= TEXTE À EXAMINER =
╭──
Et si certains gènes prédisposaient à la criminalité? Des scientifiques ont établi un lien pour la première fois

Pourquoi certaines personnes finissent leur vie dans une prison et d’autres pas? Qu’est-ce qui fait qu’un homme ou une femme commet un crime et d’autres pas? Il y a des raisons sociales et économiques bien sûr, mais pas seulement. Certaines personnes qui croupissent en cellule partagent les mêmes traits de personnalité. Une partie importante de la population carcérale est en effet victime de trouble de la personnalité antisocial. Et ce trouble peut être lié à des gènes particuliers. Explications.

Le trouble de la personnalité antisocial (ASPD, Antisocial Personality Disorder) est un symptôme largement répandu dans les prisons. Si vous prenez dans la rue un échantillon de cent personnes, vos chances de croiser une personne victime d’ASPD est de 1 à 3%. Faites la même démarche dans une prison, et ce chiffre peut atteindre 40 à 70%.

C’est assez révélateur car les symptômes liés à l’ASPD sont l’agressivité, irritabilité, le mépris pour les règles, le mépris pour les autres et la malhonnêteté.

Mais bien sûr un tel diagnostic est assez controversé car il peut cacher toutes les autres raisons qui expliquent la criminalité. Sans compter que se trouble de la personnalité peut aussi se combiner avec d’autres maladies comme la psychopathie.

Mais il y a des raisons aussi de prendre ce problème au sérieux. Deux études menées séparément suggèrent que la génétique peut expliquer environ la moitié des cas d’ASPD, les facteurs environnementaux expliquant l’autre moitié. Et une nouvelle étude a démarré récemment pour essayer d’identifier quels gènes sont les plus impliqués dans le trouble de la personnalité antisocial, avec un certain succès.

Une première mondiale

C’est une équipe de chercheurs finlandais, américains et suédois qui est à la base de cette étude. Ils ont examiné ensemble les données sur un échantillon de criminels finlandais. Des données qui regroupent des tests psychologiques et le matériel génétique de 749 prisonniers précisément.
╰──
= DONNÉES CI-DESSOUS =
╭──
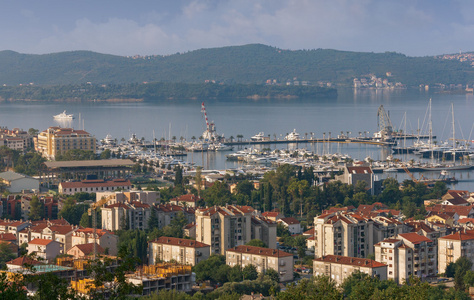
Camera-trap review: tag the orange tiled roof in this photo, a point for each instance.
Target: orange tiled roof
(353, 261)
╰──
Recopiez en entier le texte sur les gènes et la criminalité, sans y changer un seul mot ni un seul signe.

= RÉPONSE =
Et si certains gènes prédisposaient à la criminalité? Des scientifiques ont établi un lien pour la première fois

Pourquoi certaines personnes finissent leur vie dans une prison et d’autres pas? Qu’est-ce qui fait qu’un homme ou une femme commet un crime et d’autres pas? Il y a des raisons sociales et économiques bien sûr, mais pas seulement. Certaines personnes qui croupissent en cellule partagent les mêmes traits de personnalité. Une partie importante de la population carcérale est en effet victime de trouble de la personnalité antisocial. Et ce trouble peut être lié à des gènes particuliers. Explications.

Le trouble de la personnalité antisocial (ASPD, Antisocial Personality Disorder) est un symptôme largement répandu dans les prisons. Si vous prenez dans la rue un échantillon de cent personnes, vos chances de croiser une personne victime d’ASPD est de 1 à 3%. Faites la même démarche dans une prison, et ce chiffre peut atteindre 40 à 70%.

C’est assez révélateur car les symptômes liés à l’ASPD sont l’agressivité, irritabilité, le mépris pour les règles, le mépris pour les autres et la malhonnêteté.

Mais bien sûr un tel diagnostic est assez controversé car il peut cacher toutes les autres raisons qui expliquent la criminalité. Sans compter que se trouble de la personnalité peut aussi se combiner avec d’autres maladies comme la psychopathie.

Mais il y a des raisons aussi de prendre ce problème au sérieux. Deux études menées séparément suggèrent que la génétique peut expliquer environ la moitié des cas d’ASPD, les facteurs environnementaux expliquant l’autre moitié. Et une nouvelle étude a démarré récemment pour essayer d’identifier quels gènes sont les plus impliqués dans le trouble de la personnalité antisocial, avec un certain succès.

Une première mondiale

C’est une équipe de chercheurs finlandais, américains et suédois qui est à la base de cette étude. Ils ont examiné ensemble les données sur un échantillon de criminels finlandais. Des données qui regroupent des tests psychologiques et le matériel génétique de 749 prisonniers précisément.